Vorliegender Auszug:
________________________________________
Wers kostenlos und auch halbwegs sicher haben will stellt sein Auto an einem der beiden Parkplätze an der Söllereckbahn Richtung Walsertal ab. Von hier aus kann man auch gleich eine schöne Tour zum Freibergsee abfahren und dann weiter über Schwand und Ringang direkt zur Fellhornbahn und ins Rappenalptal / Schrofenpass.

Wer gar nix findet soll sich bei mir melden - 

LB


----------



## MTBreaker (14. Juni 2005)

Hi,

man könnte doch sicher auch vor der Transalp in einer Pension oder einem Hotel übernachten und fragen, ob mans da die nächsten Tage stehenlassen kann...

bei mir wärens nur 2 bis 3 Tage, da dann Bekannte das Auto abholen... 

Kennt jemand von euch eine Pension o.ä. die sehr billig und evtl kulant ggü sowas ist?

MfG


----------



## Schlemil (14. Juni 2005)
________________________________________
Arbeitsauftrag: Kopieren Sie aus dem Auszug über das Parken an der Söllereckbahn wortgetreu den Abschnitt, der mit „man könnte doch“ beginnt und bis einschließlich „ggü sowas ist?“ reicht.
________________________________________
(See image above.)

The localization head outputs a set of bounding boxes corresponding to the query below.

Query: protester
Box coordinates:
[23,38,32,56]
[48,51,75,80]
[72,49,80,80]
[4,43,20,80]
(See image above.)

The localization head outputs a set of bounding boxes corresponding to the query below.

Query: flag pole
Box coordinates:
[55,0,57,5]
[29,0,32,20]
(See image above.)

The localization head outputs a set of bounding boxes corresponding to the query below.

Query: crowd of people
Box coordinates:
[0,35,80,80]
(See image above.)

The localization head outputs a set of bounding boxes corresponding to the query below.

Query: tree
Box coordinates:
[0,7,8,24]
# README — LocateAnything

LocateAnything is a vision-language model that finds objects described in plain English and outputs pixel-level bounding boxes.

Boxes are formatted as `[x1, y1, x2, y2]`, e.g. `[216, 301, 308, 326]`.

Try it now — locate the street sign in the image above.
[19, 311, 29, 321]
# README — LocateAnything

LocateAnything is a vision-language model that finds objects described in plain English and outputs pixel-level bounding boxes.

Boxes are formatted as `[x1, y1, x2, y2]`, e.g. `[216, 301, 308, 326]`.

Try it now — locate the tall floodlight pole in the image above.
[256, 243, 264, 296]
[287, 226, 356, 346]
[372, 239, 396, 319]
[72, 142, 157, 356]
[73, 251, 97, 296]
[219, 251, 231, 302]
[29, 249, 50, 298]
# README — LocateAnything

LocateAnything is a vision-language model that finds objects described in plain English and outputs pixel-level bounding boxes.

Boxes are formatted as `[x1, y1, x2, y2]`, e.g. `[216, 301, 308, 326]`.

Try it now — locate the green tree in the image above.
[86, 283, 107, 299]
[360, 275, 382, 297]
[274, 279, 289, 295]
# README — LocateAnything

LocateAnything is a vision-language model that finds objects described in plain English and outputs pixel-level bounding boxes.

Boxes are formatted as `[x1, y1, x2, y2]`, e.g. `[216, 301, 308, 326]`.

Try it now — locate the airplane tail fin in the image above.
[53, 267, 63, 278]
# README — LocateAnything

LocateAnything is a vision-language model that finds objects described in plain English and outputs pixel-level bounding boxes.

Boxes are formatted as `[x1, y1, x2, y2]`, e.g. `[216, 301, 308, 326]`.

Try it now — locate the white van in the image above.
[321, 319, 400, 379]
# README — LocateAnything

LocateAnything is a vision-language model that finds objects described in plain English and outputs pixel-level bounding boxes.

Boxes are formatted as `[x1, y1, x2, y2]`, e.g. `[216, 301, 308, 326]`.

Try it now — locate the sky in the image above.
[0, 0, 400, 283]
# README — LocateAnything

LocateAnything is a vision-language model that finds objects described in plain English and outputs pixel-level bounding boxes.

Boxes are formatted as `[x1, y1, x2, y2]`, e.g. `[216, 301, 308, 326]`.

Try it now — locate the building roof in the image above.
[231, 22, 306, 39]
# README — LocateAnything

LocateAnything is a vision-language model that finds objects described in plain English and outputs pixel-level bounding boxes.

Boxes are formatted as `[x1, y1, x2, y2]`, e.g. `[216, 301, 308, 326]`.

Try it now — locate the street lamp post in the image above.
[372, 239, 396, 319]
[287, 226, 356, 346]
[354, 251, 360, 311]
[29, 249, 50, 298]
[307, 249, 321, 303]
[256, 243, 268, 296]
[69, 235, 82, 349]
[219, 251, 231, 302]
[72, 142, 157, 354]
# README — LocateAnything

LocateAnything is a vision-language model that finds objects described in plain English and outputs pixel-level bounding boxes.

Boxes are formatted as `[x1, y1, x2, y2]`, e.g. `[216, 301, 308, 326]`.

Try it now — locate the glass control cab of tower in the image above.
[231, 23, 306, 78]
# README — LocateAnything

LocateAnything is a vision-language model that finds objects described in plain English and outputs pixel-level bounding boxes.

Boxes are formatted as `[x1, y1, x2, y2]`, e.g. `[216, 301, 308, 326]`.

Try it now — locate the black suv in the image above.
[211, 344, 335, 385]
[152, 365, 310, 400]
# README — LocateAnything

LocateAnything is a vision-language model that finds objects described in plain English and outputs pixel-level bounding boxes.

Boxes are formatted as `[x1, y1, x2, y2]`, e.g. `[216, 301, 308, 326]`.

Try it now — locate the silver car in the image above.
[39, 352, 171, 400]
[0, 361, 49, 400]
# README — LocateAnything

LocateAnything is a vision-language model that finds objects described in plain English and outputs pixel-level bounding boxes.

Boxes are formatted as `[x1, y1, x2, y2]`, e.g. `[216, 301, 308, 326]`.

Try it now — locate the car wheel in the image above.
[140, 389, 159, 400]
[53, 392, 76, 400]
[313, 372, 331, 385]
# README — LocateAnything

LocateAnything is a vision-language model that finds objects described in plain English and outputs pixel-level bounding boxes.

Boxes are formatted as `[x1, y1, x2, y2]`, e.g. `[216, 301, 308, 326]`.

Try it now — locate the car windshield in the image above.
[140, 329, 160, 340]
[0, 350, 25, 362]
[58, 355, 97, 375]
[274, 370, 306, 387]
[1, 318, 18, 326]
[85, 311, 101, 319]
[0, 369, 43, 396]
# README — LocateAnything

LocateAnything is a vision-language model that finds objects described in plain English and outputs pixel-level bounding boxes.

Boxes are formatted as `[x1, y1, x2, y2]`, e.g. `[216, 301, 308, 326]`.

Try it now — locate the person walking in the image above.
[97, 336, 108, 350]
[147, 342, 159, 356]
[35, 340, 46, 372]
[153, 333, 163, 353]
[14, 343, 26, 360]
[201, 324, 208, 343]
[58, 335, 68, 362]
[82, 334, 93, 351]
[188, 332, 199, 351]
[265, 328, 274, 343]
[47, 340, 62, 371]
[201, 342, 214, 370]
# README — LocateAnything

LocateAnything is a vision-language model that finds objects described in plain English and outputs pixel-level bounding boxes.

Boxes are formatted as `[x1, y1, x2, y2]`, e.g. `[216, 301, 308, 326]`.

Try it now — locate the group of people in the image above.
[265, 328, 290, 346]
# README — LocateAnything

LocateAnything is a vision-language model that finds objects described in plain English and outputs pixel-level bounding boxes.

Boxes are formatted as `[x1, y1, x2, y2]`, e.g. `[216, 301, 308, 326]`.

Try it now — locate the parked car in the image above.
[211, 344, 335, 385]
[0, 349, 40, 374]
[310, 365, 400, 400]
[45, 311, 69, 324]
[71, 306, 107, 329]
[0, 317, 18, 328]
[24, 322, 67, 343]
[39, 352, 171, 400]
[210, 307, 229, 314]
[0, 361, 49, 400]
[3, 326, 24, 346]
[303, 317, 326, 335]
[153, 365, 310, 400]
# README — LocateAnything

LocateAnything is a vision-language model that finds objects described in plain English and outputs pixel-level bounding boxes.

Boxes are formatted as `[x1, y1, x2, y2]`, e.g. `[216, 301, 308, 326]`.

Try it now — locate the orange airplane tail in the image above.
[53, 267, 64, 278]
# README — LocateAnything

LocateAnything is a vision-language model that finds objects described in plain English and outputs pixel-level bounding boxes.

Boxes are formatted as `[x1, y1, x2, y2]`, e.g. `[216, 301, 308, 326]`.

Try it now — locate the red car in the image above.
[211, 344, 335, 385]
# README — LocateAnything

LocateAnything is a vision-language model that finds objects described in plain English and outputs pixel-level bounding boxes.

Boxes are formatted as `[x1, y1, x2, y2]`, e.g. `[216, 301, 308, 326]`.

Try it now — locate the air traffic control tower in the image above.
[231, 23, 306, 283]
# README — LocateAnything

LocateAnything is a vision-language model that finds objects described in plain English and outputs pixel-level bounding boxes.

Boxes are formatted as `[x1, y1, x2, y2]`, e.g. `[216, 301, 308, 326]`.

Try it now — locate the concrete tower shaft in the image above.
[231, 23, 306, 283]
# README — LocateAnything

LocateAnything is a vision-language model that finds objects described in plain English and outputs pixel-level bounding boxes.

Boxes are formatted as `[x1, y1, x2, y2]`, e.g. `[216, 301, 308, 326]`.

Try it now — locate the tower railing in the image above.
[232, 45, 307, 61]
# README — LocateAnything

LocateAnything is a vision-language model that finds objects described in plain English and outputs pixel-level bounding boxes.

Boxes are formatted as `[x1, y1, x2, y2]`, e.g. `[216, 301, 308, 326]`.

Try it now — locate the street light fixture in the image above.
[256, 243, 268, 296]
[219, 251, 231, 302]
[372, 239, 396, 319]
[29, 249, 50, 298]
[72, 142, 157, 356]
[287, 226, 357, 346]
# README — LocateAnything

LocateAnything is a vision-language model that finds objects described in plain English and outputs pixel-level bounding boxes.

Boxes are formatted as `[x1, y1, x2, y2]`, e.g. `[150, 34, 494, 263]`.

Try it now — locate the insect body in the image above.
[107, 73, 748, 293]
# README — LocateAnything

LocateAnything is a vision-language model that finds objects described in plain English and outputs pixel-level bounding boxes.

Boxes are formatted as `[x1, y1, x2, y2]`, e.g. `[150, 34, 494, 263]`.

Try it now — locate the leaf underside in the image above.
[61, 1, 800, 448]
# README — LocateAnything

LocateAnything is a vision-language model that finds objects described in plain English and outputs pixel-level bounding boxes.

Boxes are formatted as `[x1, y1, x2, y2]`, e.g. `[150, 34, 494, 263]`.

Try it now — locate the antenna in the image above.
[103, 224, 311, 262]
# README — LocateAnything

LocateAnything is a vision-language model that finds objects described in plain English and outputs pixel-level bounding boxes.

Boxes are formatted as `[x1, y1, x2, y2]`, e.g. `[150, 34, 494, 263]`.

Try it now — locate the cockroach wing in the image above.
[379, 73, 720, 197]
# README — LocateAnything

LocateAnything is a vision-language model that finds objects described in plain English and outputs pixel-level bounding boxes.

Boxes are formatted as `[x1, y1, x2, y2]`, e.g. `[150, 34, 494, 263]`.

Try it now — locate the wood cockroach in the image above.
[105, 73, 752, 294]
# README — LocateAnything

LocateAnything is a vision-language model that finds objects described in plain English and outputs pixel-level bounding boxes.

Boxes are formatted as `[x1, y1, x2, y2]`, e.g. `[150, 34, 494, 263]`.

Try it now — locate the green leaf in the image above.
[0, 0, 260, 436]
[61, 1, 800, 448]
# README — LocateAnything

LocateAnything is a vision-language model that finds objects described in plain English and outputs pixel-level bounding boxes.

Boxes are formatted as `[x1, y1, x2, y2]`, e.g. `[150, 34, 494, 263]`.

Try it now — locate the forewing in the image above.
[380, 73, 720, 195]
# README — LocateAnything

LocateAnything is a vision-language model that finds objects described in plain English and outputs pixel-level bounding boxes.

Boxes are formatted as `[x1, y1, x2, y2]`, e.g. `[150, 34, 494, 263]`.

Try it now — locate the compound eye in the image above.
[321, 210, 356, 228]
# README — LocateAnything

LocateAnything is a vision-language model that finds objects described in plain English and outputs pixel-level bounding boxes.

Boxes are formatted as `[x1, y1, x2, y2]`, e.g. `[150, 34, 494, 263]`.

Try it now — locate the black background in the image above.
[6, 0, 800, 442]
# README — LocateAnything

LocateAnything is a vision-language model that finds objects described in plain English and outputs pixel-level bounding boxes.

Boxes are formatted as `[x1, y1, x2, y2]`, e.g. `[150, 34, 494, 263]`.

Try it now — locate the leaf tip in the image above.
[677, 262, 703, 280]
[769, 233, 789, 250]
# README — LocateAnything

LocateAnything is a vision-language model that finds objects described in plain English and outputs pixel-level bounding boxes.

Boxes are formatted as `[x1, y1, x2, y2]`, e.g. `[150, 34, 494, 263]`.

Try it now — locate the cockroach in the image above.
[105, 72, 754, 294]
________________________________________
Musterlösung:
man könnte doch sicher auch vor der Transalp in einer Pension oder einem Hotel übernachten und fragen, ob mans da die nächsten Tage stehenlassen kann...

bei mir wärens nur 2 bis 3 Tage, da dann Bekannte das Auto abholen... 

Kennt jemand von euch eine Pension o.ä. die sehr billig und evtl kulant ggü sowas ist?